**REQUIREMENT A:** According to the patch discussion, why does the change begin moving the CIL tracking infrastructure to per-CPU structures?
**REQUIREMENT B:** Repeat word for word the part of the patch discussion between "On Wed, Mar" and "utilise per-CPU structures.", inclusive.
**REQUIREMENT C:** List every item that the patch discussion says the CIL tracking needs to track.

Re: [PATCH 35/45] xfs: introduce per-cpu CIL tracking sructure

Dave Chinner <david@xxxxxxxxxxxxx> · Thu, 11 Mar 2021 17:33:38 +1100

On Wed, Mar 10, 2021 at 04:11:43PM -0800, Darrick J. Wong wrote:
> On Fri, Mar 05, 2021 at 04:11:33PM +1100, Dave Chinner wrote:
> > From: Dave Chinner <dchinner@xxxxxxxxxx>
> > 
> > The CIL push lock is highly contended on larger machines, becoming a
> > hard bottleneck that about 700,000 transaction commits/s on >16p
> > machines. To address this, start moving the CIL tracking
> > infrastructure to utilise per-CPU structures.
> > 
> > We need to track the space used, the amount of log reservation space
> > reserved to write the CIL, the log items in the CIL and the busy
> > extents that need to be completed by the CIL commit.  This requires
> > a couple of per-cpu counters, an unordered per-cpu list and a
> > globally ordered per-cpu list.
> > 
> > Create a per-cpu structure to hold these and all the management
> > interfaces needed, as well as the hooks to handle hotplug CPUs.
> > 
> > Signed-off-by: Dave Chinner <dchinner@xxxxxxxxxx>
> > ---
> >  fs/xfs/xfs_log_cil.c       | 94 ++++++++++++++++++++++++++++++++++++++
> >  fs/xfs/xfs_log_priv.h      | 15 ++++++
> >  include/linux/cpuhotplug.h |  1 +
> >  3 files changed, 110 insertions(+)
> > 
> > diff --git a/fs/xfs/xfs_log_cil.c b/fs/xfs/xfs_log_cil.c
> > index f8fb2f59e24c..1bcf0d423d30 100644
> > --- a/fs/xfs/xfs_log_cil.c
> > +++ b/fs/xfs/xfs_log_cil.c
> > @@ -1365,6 +1365,93 @@ xfs_log_item_in_current_chkpt(
> >  	return true;
> >  }
> >  
> > +#ifdef CONFIG_HOTPLUG_CPU
> > +static LIST_HEAD(xlog_cil_pcp_list);
> > +static DEFINE_SPINLOCK(xlog_cil_pcp_lock);
> > +static bool xlog_cil_pcp_init;
> > +
> > +static int
> > +xlog_cil_pcp_dead(
> > +	unsigned int		cpu)
> > +{
> > +	struct xfs_cil		*cil;
> > +
> > +        spin_lock(&xlog_cil_pcp_lock);
> > +        list_for_each_entry(cil, &xlog_cil_pcp_list, xc_pcp_list) {
> 
> Weird indentation.
> 
> > +		/* move stuff on dead CPU to context */
> 
> Should this have some actual code?  I don't think any of the remaining
> patches add anything here.

They should be moving stuff to the current CIL ctx so it is captured
when the CPU goes down.

> 
> > +	}
> > +	spin_unlock(&xlog_cil_pcp_lock);
> > +	return 0;
> > +}
> > +
> > +static int
> > +xlog_cil_pcp_hpadd(
> > +	struct xfs_cil		*cil)

**SUPPLIED INFORMATION:**
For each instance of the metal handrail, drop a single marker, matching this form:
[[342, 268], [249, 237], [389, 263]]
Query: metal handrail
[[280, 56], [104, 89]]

**FULL OUTPUT A:** The CIL push lock is highly contended on larger machines. It becomes a hard bottleneck on transaction commits, so the tracking is being moved to per-CPU structures.

**FULL OUTPUT B:**
On Wed, Mar 10, 2021 at 04:11:43PM -0800, Darrick J. Wong wrote:
> On Fri, Mar 05, 2021 at 04:11:33PM +1100, Dave Chinner wrote:
> > From: Dave Chinner <dchinner@xxxxxxxxxx>
> > 
> > The CIL push lock is highly contended on larger machines, becoming a
> > hard bottleneck that about 700,000 transaction commits/s on >16p
> > machines. To address this, start moving the CIL tracking
> > infrastructure to utilise per-CPU structures.

**FULL OUTPUT C:**
- the space used
- the amount of log reservation space reserved to write the CIL
- the log items in the CIL
- the busy extents that need to be completed by the CIL commit